● Requirements: In the records below, rewrite the part that opens with the line containing "tree canopy and return the coordinates." and runs through the end of the records, keeping every line, requests included. Scale each coordinate in the answers by 1.15 and round it to a whole number, with halves rounding up.

● Dataset records:
□ □ □

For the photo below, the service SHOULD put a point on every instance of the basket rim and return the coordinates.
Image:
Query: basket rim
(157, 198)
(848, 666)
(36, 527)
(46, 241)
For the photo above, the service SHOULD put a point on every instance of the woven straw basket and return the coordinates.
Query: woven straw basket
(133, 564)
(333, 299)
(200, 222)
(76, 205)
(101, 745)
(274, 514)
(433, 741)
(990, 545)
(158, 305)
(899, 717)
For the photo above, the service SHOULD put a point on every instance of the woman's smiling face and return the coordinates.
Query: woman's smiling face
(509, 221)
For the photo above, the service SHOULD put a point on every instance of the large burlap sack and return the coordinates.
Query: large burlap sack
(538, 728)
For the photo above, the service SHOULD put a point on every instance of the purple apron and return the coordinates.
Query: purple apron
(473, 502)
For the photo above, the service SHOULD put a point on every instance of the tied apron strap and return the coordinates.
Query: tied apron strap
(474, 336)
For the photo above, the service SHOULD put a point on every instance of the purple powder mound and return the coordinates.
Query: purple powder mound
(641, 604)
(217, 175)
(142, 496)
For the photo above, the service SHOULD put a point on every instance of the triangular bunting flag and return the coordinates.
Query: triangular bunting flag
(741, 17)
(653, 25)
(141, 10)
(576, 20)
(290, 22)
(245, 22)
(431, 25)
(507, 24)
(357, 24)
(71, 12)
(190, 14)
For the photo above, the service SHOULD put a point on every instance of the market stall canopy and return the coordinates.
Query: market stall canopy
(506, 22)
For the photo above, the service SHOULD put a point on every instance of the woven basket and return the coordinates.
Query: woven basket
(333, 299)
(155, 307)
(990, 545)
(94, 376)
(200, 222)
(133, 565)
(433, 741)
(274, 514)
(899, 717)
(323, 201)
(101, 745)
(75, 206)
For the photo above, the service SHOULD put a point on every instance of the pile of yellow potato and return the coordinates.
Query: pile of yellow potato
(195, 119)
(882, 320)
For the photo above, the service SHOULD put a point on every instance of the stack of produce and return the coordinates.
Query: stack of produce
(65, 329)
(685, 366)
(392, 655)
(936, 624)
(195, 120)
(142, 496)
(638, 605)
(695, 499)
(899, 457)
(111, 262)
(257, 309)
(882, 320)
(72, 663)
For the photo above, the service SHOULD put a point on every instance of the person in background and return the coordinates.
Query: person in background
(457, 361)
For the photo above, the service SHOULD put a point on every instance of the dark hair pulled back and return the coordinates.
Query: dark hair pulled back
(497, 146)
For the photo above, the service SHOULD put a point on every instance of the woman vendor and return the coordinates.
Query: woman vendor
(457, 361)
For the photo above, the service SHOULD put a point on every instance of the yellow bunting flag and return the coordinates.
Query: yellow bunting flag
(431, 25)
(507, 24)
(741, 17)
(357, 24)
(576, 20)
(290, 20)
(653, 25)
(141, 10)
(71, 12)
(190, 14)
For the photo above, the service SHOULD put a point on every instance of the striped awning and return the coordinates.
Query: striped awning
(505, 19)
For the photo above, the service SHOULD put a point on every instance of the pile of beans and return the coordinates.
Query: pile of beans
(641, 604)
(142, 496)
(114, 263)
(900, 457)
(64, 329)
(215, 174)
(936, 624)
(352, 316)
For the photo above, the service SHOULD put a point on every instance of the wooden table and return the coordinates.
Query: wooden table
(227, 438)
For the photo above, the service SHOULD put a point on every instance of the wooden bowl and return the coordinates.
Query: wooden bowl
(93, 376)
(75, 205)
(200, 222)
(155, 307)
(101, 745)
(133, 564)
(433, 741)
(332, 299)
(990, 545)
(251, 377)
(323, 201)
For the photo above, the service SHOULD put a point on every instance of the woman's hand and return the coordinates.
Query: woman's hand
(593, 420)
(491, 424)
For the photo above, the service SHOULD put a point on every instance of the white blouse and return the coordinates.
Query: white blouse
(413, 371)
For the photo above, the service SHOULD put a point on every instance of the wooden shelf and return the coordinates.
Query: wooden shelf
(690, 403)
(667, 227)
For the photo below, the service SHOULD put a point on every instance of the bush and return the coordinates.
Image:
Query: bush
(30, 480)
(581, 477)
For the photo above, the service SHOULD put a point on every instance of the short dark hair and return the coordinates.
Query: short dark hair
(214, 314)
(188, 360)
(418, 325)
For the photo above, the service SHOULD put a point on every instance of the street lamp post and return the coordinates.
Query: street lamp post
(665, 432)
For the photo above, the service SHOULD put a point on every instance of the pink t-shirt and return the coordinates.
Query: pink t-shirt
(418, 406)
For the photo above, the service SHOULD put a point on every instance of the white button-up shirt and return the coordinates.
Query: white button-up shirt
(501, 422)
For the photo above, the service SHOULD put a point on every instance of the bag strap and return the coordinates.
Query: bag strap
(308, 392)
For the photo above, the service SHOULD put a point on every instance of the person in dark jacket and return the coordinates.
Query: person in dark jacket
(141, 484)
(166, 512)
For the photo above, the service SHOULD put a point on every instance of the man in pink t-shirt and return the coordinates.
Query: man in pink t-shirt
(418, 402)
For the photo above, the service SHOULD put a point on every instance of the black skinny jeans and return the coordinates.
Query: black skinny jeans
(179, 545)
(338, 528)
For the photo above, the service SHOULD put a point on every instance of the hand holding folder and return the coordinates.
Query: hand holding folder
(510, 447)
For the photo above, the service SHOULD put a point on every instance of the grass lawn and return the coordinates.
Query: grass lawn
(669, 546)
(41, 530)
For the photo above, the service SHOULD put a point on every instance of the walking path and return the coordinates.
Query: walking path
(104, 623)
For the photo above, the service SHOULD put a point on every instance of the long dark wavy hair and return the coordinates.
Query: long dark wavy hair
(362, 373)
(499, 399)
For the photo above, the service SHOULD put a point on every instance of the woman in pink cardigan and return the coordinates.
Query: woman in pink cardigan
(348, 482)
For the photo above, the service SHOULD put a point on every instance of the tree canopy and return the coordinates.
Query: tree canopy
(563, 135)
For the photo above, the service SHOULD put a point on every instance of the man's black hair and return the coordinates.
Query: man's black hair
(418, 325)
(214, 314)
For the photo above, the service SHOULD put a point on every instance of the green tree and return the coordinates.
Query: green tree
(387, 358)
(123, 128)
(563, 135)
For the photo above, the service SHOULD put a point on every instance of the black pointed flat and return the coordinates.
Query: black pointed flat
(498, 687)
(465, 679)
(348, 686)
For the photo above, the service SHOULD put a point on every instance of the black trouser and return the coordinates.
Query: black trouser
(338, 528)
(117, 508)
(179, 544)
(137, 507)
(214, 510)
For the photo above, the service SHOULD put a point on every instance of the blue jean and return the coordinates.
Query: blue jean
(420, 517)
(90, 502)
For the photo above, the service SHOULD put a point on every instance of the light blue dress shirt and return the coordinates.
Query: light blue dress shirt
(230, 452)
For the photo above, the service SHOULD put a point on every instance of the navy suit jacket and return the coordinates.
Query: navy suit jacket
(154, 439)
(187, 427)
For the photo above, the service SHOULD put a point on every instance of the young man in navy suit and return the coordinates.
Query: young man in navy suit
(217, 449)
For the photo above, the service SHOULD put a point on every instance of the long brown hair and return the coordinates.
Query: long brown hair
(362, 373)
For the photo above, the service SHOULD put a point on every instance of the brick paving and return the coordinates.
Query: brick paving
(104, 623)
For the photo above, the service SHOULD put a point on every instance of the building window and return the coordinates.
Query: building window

□ □ □

● Reply to the exercise:
For the photo above, the service SHOULD put a point on every instance of the tree canopy and return the coordinates.
Query: tree canopy
(647, 155)
For the photo above, the service SHOULD put a point on every instance of the man's black hair and return the coordinates.
Query: man's black hair
(481, 374)
(246, 361)
For the photo above, the service SHOULD put a point on every instance of the green tree and return the coordinates.
Query: green tree
(445, 412)
(141, 147)
(647, 155)
For the photo above, the service SHOULD put a point on every instance of the black pointed flat and return the coordinates.
Query: black pointed flat
(573, 790)
(535, 781)
(400, 789)
For the photo above, the service SHOULD put a point on every instance of the black trouser and return the coordinates.
Query: black trouser
(389, 607)
(135, 584)
(206, 626)
(158, 583)
(246, 587)
For the photo above, the service SHOULD put a point on every instance of the blue jean and return the coordinates.
Query: blue jean
(483, 595)
(104, 577)
For the photo above, the service SHOULD put a point on every instance of the light blue dress shirt and return the coordinates.
Query: light blue dress shirt
(265, 520)
For the photo above, the service SHOULD put a point on every instance of the navy suit jacket and return the coordinates.
Query: navy suit jacket
(177, 505)
(215, 491)
For the photo above, the service SHOULD put a point on every instance of the young man in navy suit and return the coordinates.
Query: young man in navy suit
(250, 516)
For the photo above, the service SHOULD put a point on every instance of the long brown hair and return the coordinates.
Query: long brown hair
(416, 429)
For the photo above, the service SHOULD put a point on every instance of the brick paving and return the coordinates.
Query: brick paving
(120, 716)
For the photo above, the service SHOULD put a point on every instance of the building window and return the coordinates.
Query: building window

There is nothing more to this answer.